> **SOAL TUGAS 1**
Tolong tuliskan ulang baris data di bawah, termasuk permintaannya, dari baris yang memuat "Question. In the picture above, identify the arched" sampai baris yang memuat "[(179, 418), (18, 428)]", dengan menambahkan 51 pada setiap angka koordinat dalam jawaban. Tulis hanya baris-baris tersebut.

> **TEKS SUMBER**
==*==

Rabu, 06 September 2017

Kapan status sosial petani naik?

Apakah menjadi petani dari jaman dahulu sampai sekarang itu suatu pilihan?

Atau justru karena tidak ada pilihan lain, akhirnya tetap harus memilih menjadi petani?

Bagaimana dahulu VOC era penjajahan belanda menempatkan petani dalam kasta yang paling rendah. Begitupun dengan era sukarno, karena pemerintah masih sibuk dengan mempersatukan anak bangsa.

Era suharto, petani mulai membaik, banyak kegiatan untuk memakmurkan petani, lebih tepatnya untuk mewujudkan swasembada beras. Ingat petani, biasanya ingat kelompok capir, penyuluh pertanian, bulog, pupuk dan pembacaan berita harga 9 bahan makanan pokok di RRI oleh menpen yang sangat lengendaris Harmoko.

==*==

> **DATA BARIS**
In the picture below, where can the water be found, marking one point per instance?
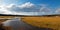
(17, 24)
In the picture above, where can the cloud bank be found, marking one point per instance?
(27, 8)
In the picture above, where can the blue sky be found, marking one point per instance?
(30, 7)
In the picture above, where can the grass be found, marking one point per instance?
(45, 22)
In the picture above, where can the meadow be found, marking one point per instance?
(43, 22)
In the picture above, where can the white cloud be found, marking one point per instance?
(26, 5)
(57, 10)
(24, 9)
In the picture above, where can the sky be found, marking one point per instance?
(30, 7)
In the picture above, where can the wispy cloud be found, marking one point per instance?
(27, 8)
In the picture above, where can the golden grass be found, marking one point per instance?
(46, 22)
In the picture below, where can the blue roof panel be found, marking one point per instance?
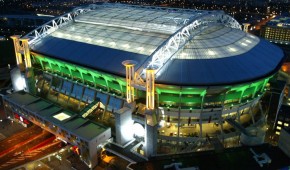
(260, 61)
(88, 55)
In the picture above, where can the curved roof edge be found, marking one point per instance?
(180, 38)
(274, 71)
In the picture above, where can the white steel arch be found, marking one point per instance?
(176, 41)
(54, 24)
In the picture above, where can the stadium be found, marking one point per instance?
(175, 80)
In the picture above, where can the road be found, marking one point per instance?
(25, 146)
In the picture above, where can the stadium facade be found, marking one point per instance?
(172, 78)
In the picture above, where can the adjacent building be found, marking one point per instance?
(277, 30)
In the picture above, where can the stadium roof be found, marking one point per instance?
(189, 47)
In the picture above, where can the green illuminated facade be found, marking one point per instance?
(166, 95)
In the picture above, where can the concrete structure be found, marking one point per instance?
(81, 133)
(282, 119)
(277, 30)
(189, 71)
(284, 141)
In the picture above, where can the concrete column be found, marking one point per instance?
(26, 52)
(151, 127)
(124, 123)
(150, 88)
(130, 74)
(246, 27)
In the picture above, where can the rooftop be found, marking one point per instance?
(280, 21)
(214, 52)
(70, 121)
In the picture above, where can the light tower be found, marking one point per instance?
(21, 48)
(246, 27)
(151, 124)
(17, 49)
(130, 72)
(150, 88)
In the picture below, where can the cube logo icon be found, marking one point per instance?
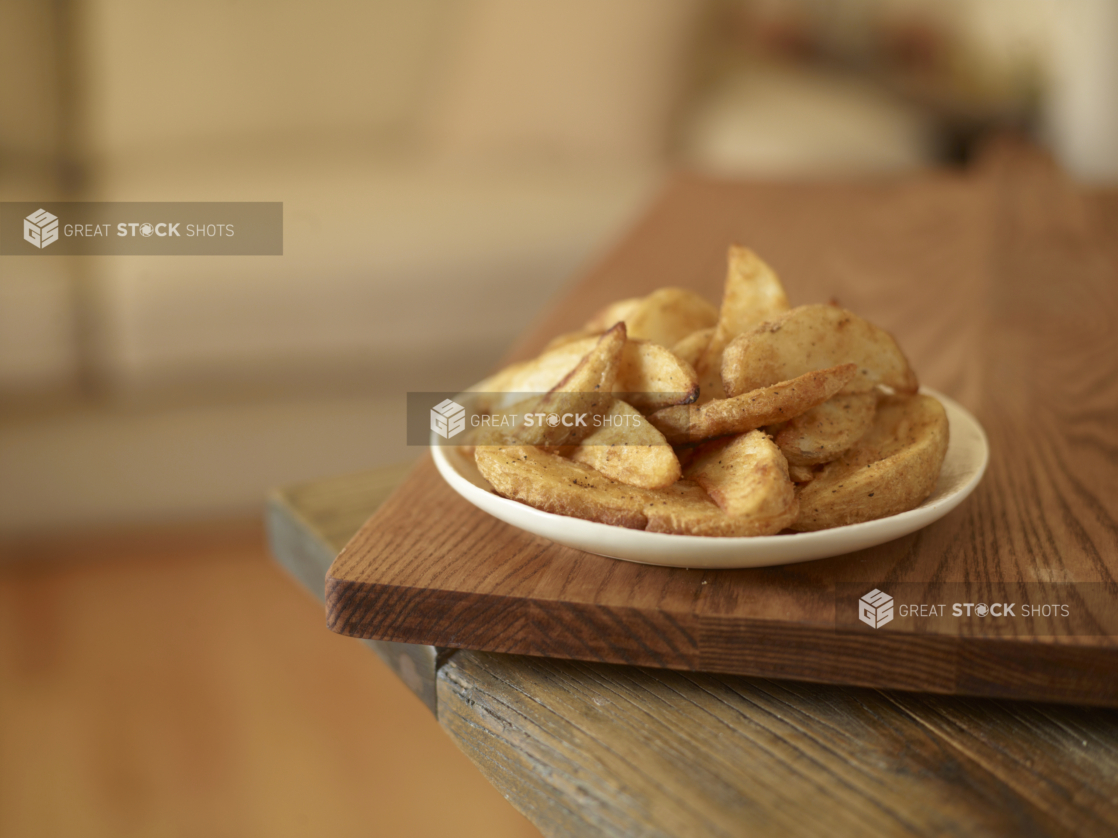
(447, 418)
(40, 228)
(875, 608)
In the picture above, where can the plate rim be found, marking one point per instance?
(860, 535)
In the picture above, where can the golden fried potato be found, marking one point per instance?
(553, 484)
(664, 317)
(648, 377)
(801, 474)
(813, 337)
(669, 315)
(567, 337)
(752, 294)
(692, 346)
(891, 469)
(613, 313)
(627, 448)
(766, 406)
(586, 391)
(685, 508)
(747, 476)
(826, 430)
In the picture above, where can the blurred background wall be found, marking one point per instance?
(444, 167)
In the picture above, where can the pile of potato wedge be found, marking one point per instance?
(750, 419)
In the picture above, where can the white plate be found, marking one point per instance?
(967, 455)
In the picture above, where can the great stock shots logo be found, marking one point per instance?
(40, 228)
(875, 608)
(447, 418)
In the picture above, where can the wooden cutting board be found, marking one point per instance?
(1002, 286)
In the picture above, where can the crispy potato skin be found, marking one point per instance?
(648, 375)
(756, 409)
(550, 483)
(752, 294)
(826, 430)
(586, 389)
(553, 484)
(891, 469)
(692, 346)
(669, 315)
(629, 449)
(690, 391)
(747, 476)
(813, 337)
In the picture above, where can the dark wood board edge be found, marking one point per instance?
(510, 625)
(576, 749)
(305, 550)
(998, 668)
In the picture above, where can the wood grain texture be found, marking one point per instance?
(1002, 286)
(309, 523)
(593, 749)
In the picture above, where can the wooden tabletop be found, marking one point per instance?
(605, 749)
(1001, 285)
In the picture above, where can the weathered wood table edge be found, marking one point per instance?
(577, 750)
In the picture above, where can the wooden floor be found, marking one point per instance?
(176, 683)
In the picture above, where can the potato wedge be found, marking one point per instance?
(685, 508)
(548, 482)
(891, 469)
(570, 337)
(747, 476)
(565, 415)
(752, 294)
(615, 312)
(814, 337)
(648, 377)
(801, 474)
(628, 449)
(669, 315)
(692, 346)
(553, 484)
(739, 415)
(825, 431)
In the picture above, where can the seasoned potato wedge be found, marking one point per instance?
(752, 294)
(891, 469)
(555, 484)
(685, 508)
(669, 315)
(586, 391)
(692, 346)
(747, 476)
(814, 337)
(648, 375)
(570, 337)
(664, 317)
(741, 413)
(627, 448)
(613, 313)
(825, 431)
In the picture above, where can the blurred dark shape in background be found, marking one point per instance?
(444, 167)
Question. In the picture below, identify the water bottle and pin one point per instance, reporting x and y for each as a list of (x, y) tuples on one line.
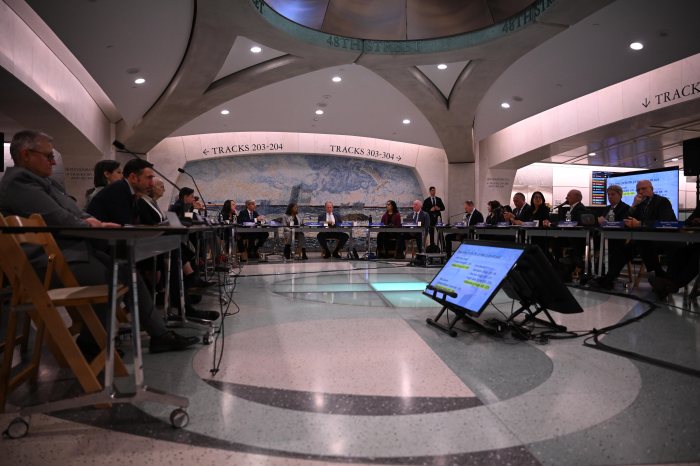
[(611, 216)]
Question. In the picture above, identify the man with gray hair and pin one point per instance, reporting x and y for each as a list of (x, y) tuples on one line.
[(27, 188)]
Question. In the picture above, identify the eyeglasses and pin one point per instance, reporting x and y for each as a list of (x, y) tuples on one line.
[(50, 156)]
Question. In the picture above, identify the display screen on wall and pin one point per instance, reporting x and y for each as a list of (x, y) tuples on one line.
[(664, 180), (598, 183)]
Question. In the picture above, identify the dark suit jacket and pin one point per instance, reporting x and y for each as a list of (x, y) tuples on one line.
[(428, 204), (657, 208), (524, 214), (577, 211), (477, 217), (148, 214), (244, 216), (336, 216), (115, 203), (621, 211)]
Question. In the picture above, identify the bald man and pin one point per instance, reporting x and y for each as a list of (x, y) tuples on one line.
[(646, 209)]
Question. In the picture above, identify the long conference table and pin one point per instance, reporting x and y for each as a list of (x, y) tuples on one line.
[(347, 228)]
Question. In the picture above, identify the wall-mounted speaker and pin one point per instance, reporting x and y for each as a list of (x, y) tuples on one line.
[(691, 157)]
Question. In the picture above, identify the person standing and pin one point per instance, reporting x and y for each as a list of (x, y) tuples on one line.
[(434, 206)]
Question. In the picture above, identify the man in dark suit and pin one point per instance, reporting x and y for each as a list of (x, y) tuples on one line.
[(255, 238), (118, 202), (28, 188), (331, 218), (418, 217), (646, 209), (433, 205), (522, 212), (619, 209), (471, 217)]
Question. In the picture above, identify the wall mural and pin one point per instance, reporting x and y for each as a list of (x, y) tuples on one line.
[(353, 185)]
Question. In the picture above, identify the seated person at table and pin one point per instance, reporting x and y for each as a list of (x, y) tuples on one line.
[(186, 204), (495, 213), (578, 246), (115, 203), (331, 218), (417, 215), (291, 217), (471, 217), (647, 208), (26, 189), (682, 265), (228, 215), (391, 218), (522, 212), (105, 172), (619, 210), (255, 238)]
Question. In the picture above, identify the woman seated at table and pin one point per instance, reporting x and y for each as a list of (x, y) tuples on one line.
[(391, 218), (290, 219), (228, 215), (495, 213)]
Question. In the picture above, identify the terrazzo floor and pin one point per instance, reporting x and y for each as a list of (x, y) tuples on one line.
[(332, 362)]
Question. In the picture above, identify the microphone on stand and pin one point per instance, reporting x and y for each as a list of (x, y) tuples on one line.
[(560, 205), (123, 148), (182, 170)]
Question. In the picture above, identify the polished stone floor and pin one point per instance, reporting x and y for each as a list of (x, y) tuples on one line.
[(333, 362)]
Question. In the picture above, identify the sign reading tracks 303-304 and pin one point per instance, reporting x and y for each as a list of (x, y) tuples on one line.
[(279, 147)]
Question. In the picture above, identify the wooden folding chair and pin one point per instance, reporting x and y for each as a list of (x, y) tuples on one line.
[(40, 302)]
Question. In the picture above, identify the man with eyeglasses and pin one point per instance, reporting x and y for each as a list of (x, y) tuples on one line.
[(26, 189)]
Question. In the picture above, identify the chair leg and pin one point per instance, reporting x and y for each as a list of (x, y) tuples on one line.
[(8, 352)]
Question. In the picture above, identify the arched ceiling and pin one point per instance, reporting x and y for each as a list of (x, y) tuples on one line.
[(196, 60), (398, 19)]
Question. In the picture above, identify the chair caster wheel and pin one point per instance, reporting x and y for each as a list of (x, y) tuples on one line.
[(179, 418), (18, 428)]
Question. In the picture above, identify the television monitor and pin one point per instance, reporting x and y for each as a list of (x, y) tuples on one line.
[(534, 281), (473, 275), (664, 180)]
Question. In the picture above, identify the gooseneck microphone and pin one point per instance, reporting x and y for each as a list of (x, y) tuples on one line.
[(182, 170), (123, 148)]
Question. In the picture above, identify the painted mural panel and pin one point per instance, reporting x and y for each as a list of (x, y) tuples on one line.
[(277, 179)]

==*==

> **SOAL TUGAS 2**
Ringkas teks tentang status sosial petani di atas dalam dua kalimat.

> **JAWABAN BENAR 1**
Question. In the picture above, identify the arched ceiling and pin one point per instance, reporting x and y for each as a list of (x, y) tuples on one line.
[(247, 111), (449, 70)]
Question. In the picture above, identify the chair caster wheel and pin one point per instance, reporting x and y for each as a list of (x, y) tuples on one line.
[(230, 469), (69, 479)]

> **JAWABAN BENAR 2**
Teks ini mempertanyakan apakah menjadi petani merupakan suatu pilihan, lalu menyebut bahwa pada era VOC petani ditempatkan dalam kasta paling rendah, begitu pula pada era Sukarno karena pemerintah masih sibuk mempersatukan anak bangsa. Pada era Suharto keadaan petani mulai membaik lewat banyak kegiatan untuk mewujudkan swasembada beras, yang diingat melalui kelompok capir, penyuluh pertanian, Bulog, pupuk, dan pembacaan berita harga 9 bahan makanan pokok di RRI oleh menpen Harmoko.